→ **EXERCISE SET**:
1) Answer these from the passage on job creation, one line each:
(a) What number of jobs in the construction phase does the writer suggest David Begg may have meant?
(b) What direct long-term jobs does the writer give as an example for the Luas?
(c) In what unit does the writer believe the job figures were expressed?
2) Carry on the passage about job creation and the Luas, starting after its last sentence.

I don’t know what David Begg was referring to, but it could well be 8-12 jobs in the construction phase.

There should still be some long term jobs. Eg for the Luas you have the drivers (direct jobs) plus the fact that Dublin is more competitive with a tram system which indirectly helps attract FDI, tourism and so on.

I’m fairly confident that he was talking about the construction phase, and that he meant jobs per €m per annum, because it’s the most obvious way in which the numbers add up, and because there are many other people in Ireland and internationally who use much the same terminology. There are also, however, many other definitions of job creation in common use.

The long term net impact on jobs may be positive, neutral or negative. Many investments have little or no ongoing employment associated with them, and where they do have a net ongoing employment impact it is typically a small fraction of that in the construction phase. My guess is that the net jobs impact of LUAS is positive, although one should ideally take account of factors such as jobs displaced from the bus system and the long term jobs impact of the costs associated with debt servicing in a calculation.

→ **RECORDED INFORMATION**:
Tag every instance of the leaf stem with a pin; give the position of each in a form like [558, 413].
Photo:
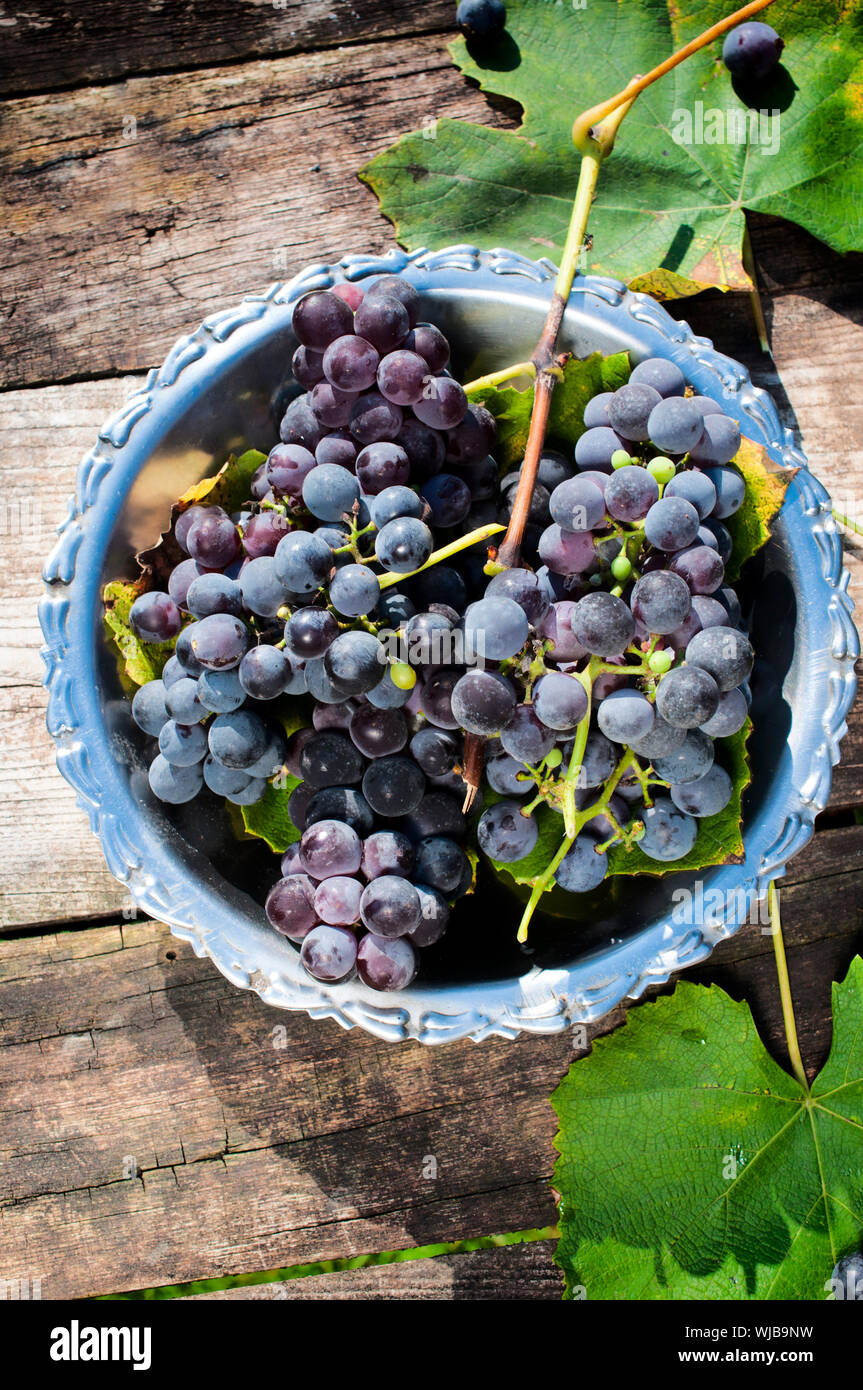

→ **ANSWERS FOR THE EXERCISE**:
1)
(a) 8-12 jobs.
(b) The drivers.
(c) Jobs per €m per annum.

2)
@Al – “If the above can be implemented, we could get more done, by more people for less.”

It’s already being done. They are called ‘unpaid interns’ and I see more and more ads for them every day as the summer progresses. A cynical abuse of young people who are desperate for a job.

“If only it was 8-12 jobs from every milion spent in NAMA……”

That is funny. The only jobs NAMA is going to protect are those of the various so-called ‘professionals’ who I believe have a big fees budget allocated to them over the next 10 years in NAMA.

@TRP – “people you take off the dole are less likely to be involved in crime and other unsocial behaviour” … you really should choose your words more carefully. I know lots of people recently put on the dole who have never been involved in crime or unsocial behaviour and are not likely to be. In fact, I would say that accounted for 100% of the people I know on the dole.

Sounds like you have the answer though. Tip all the prisoners out of jail and make them work for free (h’mmm… brings a whole new meaning to that word ‘intern’) and you get the infrastructure cheaply plus a saving of €77,222 for each prisoner.

@ Con,

I think it is fair to say that €1m is sufficient to employ 8 to 12 construction workers for one year. Another €1m will then be required to create the jobs again the next year, a further €1m the following year, and so forth.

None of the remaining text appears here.